---- DOCUMENT PASSAGE

Kingston hospitals were on the receiving end of a big donation on Thursday when the W. J. Henderson Foundation donated $673,000 for heart health research.
A large portion, $500,000 of it, will go towards new research for atrial fibrillation.
Atrial fibrillation is the most common form of an irregular heartbeat, and the condition can lead to heart failure, blood clots, as well as other heart-related complications.
“Atrial fibrillation is one of the leading causes of stroke, so it’s a very important illness, especially in the aging demographic and our group here are leaders in research and treatment of atrial fibrillation,” said Dr. David Pichora, the president and CEO of Kingston Health Sciences Centre.
According to Dr. Pichora, atrial fibrillation affects up to 400,000 Canadians. Past research has focused on the technology side of the condition.

--------
---- MATERIAL SHOWN

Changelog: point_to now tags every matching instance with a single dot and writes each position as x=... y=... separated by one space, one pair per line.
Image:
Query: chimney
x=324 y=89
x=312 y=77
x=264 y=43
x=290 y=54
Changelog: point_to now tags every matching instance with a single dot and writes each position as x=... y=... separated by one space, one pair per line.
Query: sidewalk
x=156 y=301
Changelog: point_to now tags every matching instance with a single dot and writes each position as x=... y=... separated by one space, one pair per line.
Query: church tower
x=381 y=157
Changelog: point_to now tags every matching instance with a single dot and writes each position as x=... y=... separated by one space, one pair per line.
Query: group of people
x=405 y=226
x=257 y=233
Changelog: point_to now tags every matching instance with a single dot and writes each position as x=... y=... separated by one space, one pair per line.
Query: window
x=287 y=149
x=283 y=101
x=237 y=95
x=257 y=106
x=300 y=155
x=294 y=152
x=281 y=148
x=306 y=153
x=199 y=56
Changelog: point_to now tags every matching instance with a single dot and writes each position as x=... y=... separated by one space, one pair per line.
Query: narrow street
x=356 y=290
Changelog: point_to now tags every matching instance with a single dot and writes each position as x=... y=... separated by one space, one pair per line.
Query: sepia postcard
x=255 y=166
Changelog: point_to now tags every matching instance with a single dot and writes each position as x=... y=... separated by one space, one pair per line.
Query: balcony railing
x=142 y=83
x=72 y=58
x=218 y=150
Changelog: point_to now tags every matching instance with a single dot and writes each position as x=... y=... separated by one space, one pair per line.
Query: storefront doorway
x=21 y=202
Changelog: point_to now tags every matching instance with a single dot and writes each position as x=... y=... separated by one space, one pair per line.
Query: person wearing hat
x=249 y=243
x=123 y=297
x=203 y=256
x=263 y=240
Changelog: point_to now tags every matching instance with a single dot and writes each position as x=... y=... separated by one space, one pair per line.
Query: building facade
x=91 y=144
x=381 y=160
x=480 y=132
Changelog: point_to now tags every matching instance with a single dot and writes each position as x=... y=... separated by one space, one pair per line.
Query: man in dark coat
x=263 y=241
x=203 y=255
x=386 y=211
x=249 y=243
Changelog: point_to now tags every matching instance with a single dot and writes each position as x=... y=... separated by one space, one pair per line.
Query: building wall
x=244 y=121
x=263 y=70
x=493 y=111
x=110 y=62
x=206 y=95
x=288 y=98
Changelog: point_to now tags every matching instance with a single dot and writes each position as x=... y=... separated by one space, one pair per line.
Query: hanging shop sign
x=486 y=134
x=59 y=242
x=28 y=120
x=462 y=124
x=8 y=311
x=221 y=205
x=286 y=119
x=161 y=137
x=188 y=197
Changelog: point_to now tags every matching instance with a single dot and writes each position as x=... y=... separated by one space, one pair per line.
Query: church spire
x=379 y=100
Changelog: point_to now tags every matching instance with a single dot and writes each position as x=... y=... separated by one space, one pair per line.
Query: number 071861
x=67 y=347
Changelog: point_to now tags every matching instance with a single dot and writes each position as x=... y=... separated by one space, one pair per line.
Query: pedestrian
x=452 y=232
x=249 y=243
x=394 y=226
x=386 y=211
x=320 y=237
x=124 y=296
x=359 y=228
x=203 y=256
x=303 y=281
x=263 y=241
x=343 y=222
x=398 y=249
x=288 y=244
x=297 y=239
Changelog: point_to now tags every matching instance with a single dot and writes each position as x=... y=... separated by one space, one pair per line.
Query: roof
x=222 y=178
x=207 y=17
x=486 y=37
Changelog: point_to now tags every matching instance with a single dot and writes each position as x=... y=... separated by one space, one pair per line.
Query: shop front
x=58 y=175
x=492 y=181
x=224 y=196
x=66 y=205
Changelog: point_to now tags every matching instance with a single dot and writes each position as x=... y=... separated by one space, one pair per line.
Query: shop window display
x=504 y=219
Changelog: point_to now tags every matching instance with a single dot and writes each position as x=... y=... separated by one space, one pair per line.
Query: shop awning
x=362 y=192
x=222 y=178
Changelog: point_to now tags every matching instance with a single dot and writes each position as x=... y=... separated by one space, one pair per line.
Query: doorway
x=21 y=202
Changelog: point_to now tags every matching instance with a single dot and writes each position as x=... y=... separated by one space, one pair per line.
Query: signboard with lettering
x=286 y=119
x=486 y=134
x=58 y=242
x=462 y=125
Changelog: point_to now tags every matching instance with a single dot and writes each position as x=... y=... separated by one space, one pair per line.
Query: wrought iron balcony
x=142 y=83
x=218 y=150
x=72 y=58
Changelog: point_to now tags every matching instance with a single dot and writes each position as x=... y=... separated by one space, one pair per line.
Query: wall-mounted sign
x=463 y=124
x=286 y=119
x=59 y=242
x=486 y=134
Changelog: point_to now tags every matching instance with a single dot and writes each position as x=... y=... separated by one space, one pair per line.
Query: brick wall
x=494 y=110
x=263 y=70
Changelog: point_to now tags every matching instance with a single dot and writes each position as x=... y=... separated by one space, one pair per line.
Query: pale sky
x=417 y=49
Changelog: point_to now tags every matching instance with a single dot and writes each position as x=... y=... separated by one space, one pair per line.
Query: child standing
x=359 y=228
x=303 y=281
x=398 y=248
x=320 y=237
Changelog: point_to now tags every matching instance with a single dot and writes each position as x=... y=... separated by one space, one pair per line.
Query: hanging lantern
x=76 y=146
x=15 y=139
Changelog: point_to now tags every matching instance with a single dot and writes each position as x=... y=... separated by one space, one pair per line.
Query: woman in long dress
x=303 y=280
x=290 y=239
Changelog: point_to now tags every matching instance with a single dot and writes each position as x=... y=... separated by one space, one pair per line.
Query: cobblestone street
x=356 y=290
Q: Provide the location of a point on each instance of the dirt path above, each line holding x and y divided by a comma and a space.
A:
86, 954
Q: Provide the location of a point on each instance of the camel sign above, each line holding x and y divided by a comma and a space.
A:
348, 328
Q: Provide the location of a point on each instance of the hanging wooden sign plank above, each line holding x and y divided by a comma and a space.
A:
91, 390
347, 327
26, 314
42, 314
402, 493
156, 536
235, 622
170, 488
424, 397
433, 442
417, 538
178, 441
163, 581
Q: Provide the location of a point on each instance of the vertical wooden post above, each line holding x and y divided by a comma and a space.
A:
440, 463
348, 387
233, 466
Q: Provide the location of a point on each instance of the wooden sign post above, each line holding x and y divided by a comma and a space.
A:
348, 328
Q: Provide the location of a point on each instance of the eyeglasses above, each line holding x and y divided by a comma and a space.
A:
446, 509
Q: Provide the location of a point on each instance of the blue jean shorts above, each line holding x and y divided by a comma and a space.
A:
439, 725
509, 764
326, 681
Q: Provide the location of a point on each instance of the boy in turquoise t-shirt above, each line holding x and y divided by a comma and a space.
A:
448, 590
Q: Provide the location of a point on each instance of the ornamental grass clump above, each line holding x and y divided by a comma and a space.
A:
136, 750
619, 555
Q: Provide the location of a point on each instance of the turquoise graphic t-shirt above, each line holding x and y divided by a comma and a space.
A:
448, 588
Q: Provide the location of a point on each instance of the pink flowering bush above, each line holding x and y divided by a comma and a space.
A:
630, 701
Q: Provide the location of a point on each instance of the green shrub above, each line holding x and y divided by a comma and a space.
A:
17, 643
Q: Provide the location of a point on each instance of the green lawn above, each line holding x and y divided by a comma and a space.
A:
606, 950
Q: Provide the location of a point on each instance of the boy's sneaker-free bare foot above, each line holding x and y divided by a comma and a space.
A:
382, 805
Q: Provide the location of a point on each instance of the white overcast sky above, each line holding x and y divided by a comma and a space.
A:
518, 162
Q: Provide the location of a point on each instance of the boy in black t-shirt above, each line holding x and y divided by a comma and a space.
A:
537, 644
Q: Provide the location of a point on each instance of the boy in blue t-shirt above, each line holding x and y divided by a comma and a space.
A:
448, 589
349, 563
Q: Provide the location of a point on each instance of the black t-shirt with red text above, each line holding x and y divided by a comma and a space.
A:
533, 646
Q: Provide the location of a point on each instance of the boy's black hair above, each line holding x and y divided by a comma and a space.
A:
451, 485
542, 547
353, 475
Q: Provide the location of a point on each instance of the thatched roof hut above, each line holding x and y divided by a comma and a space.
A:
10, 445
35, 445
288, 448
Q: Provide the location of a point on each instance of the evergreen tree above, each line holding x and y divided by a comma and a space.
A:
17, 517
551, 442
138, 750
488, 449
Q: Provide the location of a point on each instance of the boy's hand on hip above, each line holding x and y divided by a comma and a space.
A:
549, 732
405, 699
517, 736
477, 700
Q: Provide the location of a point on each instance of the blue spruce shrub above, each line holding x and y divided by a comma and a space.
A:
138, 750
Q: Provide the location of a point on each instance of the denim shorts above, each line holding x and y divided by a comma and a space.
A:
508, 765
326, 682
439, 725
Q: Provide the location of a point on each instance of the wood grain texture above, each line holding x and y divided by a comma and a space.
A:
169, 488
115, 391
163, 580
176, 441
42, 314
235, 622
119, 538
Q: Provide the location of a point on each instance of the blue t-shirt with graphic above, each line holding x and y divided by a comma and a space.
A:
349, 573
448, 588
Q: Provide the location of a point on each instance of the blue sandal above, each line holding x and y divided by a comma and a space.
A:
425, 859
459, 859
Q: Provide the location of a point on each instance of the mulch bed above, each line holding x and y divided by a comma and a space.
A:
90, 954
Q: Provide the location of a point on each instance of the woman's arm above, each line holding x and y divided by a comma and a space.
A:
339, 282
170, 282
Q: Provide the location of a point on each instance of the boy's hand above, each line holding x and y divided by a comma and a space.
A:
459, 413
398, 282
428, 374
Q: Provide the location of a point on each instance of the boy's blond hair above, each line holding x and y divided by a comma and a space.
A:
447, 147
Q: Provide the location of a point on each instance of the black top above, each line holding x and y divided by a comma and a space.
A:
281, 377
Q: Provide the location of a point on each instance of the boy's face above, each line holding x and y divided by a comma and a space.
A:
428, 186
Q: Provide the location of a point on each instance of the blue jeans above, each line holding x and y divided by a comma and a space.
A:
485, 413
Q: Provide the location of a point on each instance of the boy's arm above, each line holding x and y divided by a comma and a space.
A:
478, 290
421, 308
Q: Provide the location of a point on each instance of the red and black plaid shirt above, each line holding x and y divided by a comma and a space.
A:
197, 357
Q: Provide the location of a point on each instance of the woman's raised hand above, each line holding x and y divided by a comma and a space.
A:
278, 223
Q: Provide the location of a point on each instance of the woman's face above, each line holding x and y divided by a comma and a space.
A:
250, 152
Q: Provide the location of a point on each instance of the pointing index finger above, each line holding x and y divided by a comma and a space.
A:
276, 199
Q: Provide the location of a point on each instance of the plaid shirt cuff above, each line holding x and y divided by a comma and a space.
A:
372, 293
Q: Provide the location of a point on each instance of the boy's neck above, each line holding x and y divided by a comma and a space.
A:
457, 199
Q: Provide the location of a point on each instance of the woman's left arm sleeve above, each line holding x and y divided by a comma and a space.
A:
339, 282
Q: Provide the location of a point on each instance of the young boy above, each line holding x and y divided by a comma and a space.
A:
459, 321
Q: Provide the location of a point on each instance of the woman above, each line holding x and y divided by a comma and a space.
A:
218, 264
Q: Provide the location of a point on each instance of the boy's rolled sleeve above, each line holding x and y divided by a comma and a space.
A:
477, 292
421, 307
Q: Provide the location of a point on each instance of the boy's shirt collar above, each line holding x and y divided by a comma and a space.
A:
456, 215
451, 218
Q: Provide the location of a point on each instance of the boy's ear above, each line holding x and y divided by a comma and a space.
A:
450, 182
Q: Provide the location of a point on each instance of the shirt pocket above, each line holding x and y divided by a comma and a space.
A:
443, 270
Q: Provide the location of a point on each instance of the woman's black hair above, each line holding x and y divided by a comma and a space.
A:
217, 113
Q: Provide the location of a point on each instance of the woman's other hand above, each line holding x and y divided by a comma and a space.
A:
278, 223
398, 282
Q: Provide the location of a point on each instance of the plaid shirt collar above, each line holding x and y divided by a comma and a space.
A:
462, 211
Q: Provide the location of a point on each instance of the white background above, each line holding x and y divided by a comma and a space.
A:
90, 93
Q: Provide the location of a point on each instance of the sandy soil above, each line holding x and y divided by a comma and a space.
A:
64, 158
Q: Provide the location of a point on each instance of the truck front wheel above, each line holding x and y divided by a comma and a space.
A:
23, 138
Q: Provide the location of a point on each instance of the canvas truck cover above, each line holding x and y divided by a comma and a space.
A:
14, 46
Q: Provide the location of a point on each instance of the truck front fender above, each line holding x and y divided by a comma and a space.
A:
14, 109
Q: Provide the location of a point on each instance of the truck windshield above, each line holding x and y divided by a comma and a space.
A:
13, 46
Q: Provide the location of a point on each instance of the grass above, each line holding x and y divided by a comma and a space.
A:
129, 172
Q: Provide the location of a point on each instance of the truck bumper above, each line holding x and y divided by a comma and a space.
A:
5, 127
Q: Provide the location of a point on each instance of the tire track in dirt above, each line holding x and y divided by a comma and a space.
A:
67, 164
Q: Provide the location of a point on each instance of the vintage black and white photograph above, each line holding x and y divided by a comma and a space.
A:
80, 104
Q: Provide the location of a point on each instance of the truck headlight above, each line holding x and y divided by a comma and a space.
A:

--------

● **WHAT THIS TASK INVOLVES**:
Answer these questions from the article on the heart research donation.
(a) What total amount did the W. J. Henderson Foundation donate?
(b) What position does Dr. David Pichora hold?
(c) How many Canadians does atrial fibrillation affect, according to Dr. Pichora?

● **TASK SOLUTION**:
(a) $673,000
(b) President and CEO of Kingston Health Sciences Centre
(c) Up to 400,000